WORK ITEM: Reproduce the data in its entirety, exactly as written.

Saved entries:
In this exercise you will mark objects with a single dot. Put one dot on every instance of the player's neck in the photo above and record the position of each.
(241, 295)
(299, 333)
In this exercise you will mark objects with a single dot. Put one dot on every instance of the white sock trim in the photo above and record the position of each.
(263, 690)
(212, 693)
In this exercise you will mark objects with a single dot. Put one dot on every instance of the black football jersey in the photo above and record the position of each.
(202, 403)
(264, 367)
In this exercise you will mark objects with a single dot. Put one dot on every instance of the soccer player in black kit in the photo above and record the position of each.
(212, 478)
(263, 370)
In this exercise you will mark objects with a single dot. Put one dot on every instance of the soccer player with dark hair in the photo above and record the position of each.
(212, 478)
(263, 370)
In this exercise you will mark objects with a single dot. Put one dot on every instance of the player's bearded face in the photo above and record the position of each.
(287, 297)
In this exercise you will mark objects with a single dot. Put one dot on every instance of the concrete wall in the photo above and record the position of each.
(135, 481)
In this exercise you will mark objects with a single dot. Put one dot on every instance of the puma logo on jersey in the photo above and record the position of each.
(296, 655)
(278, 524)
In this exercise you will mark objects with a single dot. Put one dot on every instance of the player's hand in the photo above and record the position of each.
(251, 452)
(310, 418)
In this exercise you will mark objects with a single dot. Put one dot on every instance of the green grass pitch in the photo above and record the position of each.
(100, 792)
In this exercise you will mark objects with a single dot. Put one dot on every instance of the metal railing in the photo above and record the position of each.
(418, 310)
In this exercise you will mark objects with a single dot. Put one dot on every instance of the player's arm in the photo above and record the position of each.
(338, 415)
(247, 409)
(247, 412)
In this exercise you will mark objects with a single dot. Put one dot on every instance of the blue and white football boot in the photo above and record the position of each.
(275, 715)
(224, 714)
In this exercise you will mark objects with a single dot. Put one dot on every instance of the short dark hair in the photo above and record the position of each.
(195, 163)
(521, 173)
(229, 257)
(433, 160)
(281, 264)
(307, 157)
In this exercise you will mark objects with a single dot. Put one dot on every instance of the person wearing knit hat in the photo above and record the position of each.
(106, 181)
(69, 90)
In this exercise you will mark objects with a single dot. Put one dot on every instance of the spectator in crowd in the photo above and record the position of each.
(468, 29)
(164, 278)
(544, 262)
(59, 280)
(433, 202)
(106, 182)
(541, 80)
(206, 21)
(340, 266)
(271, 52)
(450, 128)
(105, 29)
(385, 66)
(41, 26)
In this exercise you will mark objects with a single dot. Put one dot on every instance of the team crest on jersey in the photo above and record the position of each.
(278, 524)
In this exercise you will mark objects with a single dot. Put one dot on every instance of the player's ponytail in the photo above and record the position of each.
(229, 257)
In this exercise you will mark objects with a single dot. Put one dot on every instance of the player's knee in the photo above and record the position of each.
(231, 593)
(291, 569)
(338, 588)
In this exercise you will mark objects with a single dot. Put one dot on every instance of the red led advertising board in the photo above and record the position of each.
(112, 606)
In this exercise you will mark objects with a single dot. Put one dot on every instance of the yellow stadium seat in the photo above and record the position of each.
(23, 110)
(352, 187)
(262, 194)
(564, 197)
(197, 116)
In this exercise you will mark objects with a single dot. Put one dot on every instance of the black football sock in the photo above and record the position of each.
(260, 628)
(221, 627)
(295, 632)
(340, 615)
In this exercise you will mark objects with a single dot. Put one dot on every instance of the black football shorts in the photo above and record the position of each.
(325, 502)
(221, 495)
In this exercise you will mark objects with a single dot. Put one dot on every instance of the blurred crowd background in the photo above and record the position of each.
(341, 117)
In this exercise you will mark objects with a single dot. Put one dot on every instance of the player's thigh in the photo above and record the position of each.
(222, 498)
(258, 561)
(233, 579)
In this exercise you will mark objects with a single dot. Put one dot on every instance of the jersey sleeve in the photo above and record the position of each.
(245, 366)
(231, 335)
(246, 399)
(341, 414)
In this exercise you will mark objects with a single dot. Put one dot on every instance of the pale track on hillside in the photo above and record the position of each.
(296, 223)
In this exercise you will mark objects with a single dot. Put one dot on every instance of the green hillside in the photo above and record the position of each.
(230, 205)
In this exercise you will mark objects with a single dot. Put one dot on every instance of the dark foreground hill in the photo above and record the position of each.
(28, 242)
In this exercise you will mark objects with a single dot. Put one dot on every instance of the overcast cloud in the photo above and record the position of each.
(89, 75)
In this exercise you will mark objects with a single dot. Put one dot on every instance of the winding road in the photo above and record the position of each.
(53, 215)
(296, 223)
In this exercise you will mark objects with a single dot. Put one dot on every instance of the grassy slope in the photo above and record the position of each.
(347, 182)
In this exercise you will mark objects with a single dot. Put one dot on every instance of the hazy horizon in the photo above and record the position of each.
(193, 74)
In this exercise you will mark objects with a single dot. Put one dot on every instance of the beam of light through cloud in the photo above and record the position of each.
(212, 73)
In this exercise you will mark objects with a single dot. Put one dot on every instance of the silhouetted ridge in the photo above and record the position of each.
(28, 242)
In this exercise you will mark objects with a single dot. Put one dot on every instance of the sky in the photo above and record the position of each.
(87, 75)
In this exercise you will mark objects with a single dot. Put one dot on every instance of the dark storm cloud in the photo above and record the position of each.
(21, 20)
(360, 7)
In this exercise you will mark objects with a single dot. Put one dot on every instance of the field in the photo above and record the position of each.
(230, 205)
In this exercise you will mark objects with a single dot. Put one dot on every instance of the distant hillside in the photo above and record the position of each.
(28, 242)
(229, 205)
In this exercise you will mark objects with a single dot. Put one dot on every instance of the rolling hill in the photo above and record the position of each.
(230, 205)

ANSWER TO THE PROBLEM:
In this exercise you will mark objects with a single dot. Put one dot on every instance of the player's neck in the photo above and record the position of each.
(241, 295)
(299, 333)
In this exercise you will mark objects with a single dot. Put one dot on every instance of the white sock trim in the photo above and record the position of each.
(263, 690)
(212, 693)
In this exercise you will mark objects with a single dot. Put one dot on every instance of the black football jersey in the photo above and record the position of each.
(202, 403)
(264, 367)
In this exercise you will mark objects with a single dot. Put one dot on every instance of the soccer player in black kit in the photo above and record the position of each.
(212, 478)
(263, 370)
In this exercise you will mark objects with a single dot. Put one dot on every instance of the soccer player with dark hair in the photo above and record the position of each.
(212, 478)
(263, 370)
In this exercise you will mark objects with a single dot. Put one dot on every instance of the player's bearded face in the photo above and record the position of each.
(287, 297)
In this exercise you will mark objects with a single dot. Put one dot on every instance of the concrete wall in the photo above and record the position of each.
(135, 481)
In this exercise you will mark objects with a single dot. Put one dot on every instance of the puma logo on jersey in the photo above and record the position of each.
(296, 655)
(278, 524)
In this exercise you will mark objects with a single dot. Put one dot on every instance of the player's hand in the photo above and record the position of each.
(251, 452)
(310, 418)
In this exercise you will mark objects with a single dot. Put one dot on every instance of the green grass pitch in the photo above and record the position of each.
(100, 792)
In this exercise you will mark objects with a single dot. Put one dot on every instance of the metal railing in the photo above and record the position of each.
(418, 310)
In this exercise you will mark objects with a single dot. Put one dot on every instance of the player's arm in the photo above and record the position of each.
(338, 415)
(247, 409)
(247, 412)
In this exercise you will mark objects with a single dot. Put one dot on every instance of the blue and white football boot in the photo above and record the position of each.
(275, 715)
(224, 714)
In this exercise you will mark objects with a single dot. Put one dot on every instance of the short dark hair in the photo above and record the position of each.
(195, 163)
(521, 173)
(229, 257)
(433, 160)
(281, 264)
(307, 157)
In this exercise you will mark objects with a single dot. Put one dot on every instance of the person wearing knit hat in the photo above and record the position of each.
(106, 181)
(69, 90)
In this exercise you will mark objects with a single dot. Put one dot on every instance of the spectator in crowd in the photo above and record the position of each.
(468, 29)
(164, 278)
(544, 262)
(59, 280)
(433, 202)
(106, 182)
(541, 80)
(206, 21)
(340, 266)
(271, 52)
(450, 128)
(105, 29)
(385, 66)
(41, 26)
In this exercise you will mark objects with a single dot. Put one dot on every instance of the team crest on jersey in the photo above and record the position of each.
(278, 524)
In this exercise you will mark objects with a single dot. Put one dot on every instance of the player's ponytail in the photo above and record the position of each.
(229, 257)
In this exercise you will mark objects with a single dot. Put one dot on every instance of the player's knee in the photo above and record the position of each.
(231, 593)
(291, 569)
(338, 588)
In this exercise you will mark objects with a single dot. Put one dot on every instance of the red led advertising board in the photo above and record the position of each.
(112, 606)
In this exercise you will mark objects with a single dot. Put one dot on every instance of the yellow stadium seat in the photo above and record the position of each.
(23, 110)
(352, 187)
(262, 194)
(564, 197)
(197, 116)
In this exercise you will mark objects with a single dot. Put one dot on every instance of the black football sock in the photo above and record the position of each.
(260, 628)
(221, 627)
(295, 632)
(340, 615)
In this exercise you will mark objects with a single dot. Put one dot on every instance of the black football shorts in the photo above and record the position of each.
(325, 502)
(221, 495)
In this exercise you will mark objects with a single dot. Put one dot on every instance of the blurred crowd background in the photo above and record the position of each.
(341, 117)
In this exercise you will mark objects with a single dot. Put one dot on every instance of the player's thigh in the photo above and record the position of each.
(222, 498)
(258, 561)
(233, 579)
In this exercise you will mark objects with a single dot. Put one dot on every instance of the jersey sleeve in the photo above and record the position of each.
(245, 366)
(231, 335)
(246, 399)
(341, 414)
In this exercise you will mark objects with a single dot. Put one dot on every instance of the pale track on hillside in the photo above and record the position of each.
(296, 223)
In this exercise you will mark objects with a single dot. Put one dot on every instance of the green hillside in the photo above and record the position of each.
(230, 205)
In this exercise you will mark objects with a single dot. Put one dot on every instance of the dark foreground hill in the photo above and record the position of each.
(28, 242)
In this exercise you will mark objects with a single dot. Put one dot on every instance of the overcast cloud in the photo above and record the position of each.
(89, 75)
In this exercise you will mark objects with a single dot. Put one dot on every instance of the winding road in the photo above and record the position of each.
(53, 215)
(296, 223)
In this exercise you will mark objects with a single dot. Put one dot on every instance of the grassy slope in the photo above and record the position of each.
(347, 182)
In this exercise you will mark objects with a single dot. Put one dot on every instance of the hazy horizon in the photo above and record the position of each.
(193, 74)
In this exercise you will mark objects with a single dot. Put one dot on every instance of the beam of light through cloud in the photo above and record the position of each.
(212, 73)
In this exercise you will mark objects with a single dot. Put one dot on every instance of the silhouetted ridge in the photo above and record the position of each.
(28, 242)
In this exercise you will mark objects with a single dot. Put one dot on every instance of the sky in the photo above and record the position of each.
(87, 75)
In this exercise you will mark objects with a single dot. Put one dot on every instance of the dark storm cloud in the photo above and record the position of each.
(21, 20)
(360, 7)
In this exercise you will mark objects with a single dot. Put one dot on every instance of the field in the photo above and record the position of each.
(230, 205)
In this exercise you will mark objects with a single dot. Put one dot on every instance of the distant hillside in the photo above and record the position of each.
(28, 242)
(229, 205)
In this exercise you will mark objects with a single dot. Put one dot on every instance of the rolling hill in the photo above and record the position of each.
(230, 205)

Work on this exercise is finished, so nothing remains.